### [PROBLEM DESCRIPTION]
Write out the records below again, substituting "nonzero" for each occurrence of "even-odd" and keeping everything else the same.

### [RECORD EXTRACTS]
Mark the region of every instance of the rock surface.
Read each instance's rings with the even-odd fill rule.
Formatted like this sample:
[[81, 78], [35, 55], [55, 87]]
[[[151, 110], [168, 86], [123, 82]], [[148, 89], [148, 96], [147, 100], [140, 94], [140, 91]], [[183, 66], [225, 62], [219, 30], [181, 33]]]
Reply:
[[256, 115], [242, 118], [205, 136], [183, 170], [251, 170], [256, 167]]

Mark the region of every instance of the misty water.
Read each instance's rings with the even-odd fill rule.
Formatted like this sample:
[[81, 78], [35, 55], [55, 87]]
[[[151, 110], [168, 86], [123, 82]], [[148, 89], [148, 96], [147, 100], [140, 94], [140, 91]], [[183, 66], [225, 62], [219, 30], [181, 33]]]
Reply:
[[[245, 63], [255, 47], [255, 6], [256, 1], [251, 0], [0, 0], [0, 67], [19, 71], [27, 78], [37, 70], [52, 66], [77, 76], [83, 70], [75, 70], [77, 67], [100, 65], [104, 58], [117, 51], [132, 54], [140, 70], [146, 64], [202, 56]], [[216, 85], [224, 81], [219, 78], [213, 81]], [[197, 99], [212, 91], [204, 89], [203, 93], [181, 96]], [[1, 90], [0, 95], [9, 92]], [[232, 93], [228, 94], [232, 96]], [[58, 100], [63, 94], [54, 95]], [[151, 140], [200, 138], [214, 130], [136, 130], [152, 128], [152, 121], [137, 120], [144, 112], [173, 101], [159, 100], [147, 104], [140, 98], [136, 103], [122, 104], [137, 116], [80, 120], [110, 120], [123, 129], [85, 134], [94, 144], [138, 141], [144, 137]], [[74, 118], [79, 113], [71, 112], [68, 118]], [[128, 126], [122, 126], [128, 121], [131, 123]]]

### [EXPECTED ANSWER]
Mark the region of every instance of the rock surface.
Read each instance's rings with the nonzero fill rule.
Formatted like this sample:
[[81, 78], [35, 55], [55, 87]]
[[[151, 110], [168, 86], [123, 82]], [[148, 89], [148, 96], [147, 100], [140, 94], [140, 91]], [[183, 66], [225, 62], [219, 30], [181, 33]]]
Reply:
[[256, 115], [242, 118], [205, 136], [183, 170], [251, 170], [256, 167]]

Mark the region of every instance of the misty water.
Read each instance's rings with the nonzero fill rule.
Formatted like this sample:
[[81, 78], [35, 55], [55, 87]]
[[[151, 110], [168, 86], [123, 82]], [[148, 89], [148, 96], [147, 100], [140, 94], [140, 91]], [[183, 66], [225, 62], [219, 30], [181, 33]]]
Reply:
[[[245, 63], [255, 47], [255, 6], [256, 1], [251, 0], [0, 0], [0, 67], [19, 71], [27, 78], [37, 70], [52, 66], [77, 76], [83, 70], [75, 70], [77, 67], [100, 65], [104, 58], [117, 51], [132, 54], [140, 70], [146, 64], [202, 56]], [[216, 85], [224, 81], [219, 78], [213, 81]], [[197, 99], [212, 91], [204, 89], [203, 93], [181, 96]], [[1, 90], [0, 95], [9, 92]], [[232, 93], [228, 94], [232, 96]], [[58, 100], [63, 94], [54, 95]], [[151, 140], [200, 138], [214, 130], [136, 130], [152, 128], [152, 121], [137, 120], [144, 112], [173, 101], [159, 100], [147, 104], [140, 98], [136, 103], [122, 104], [137, 116], [80, 120], [110, 120], [123, 129], [85, 134], [94, 144], [138, 141], [144, 137]], [[74, 118], [79, 113], [71, 112], [68, 118]], [[128, 126], [122, 126], [128, 121], [131, 123]]]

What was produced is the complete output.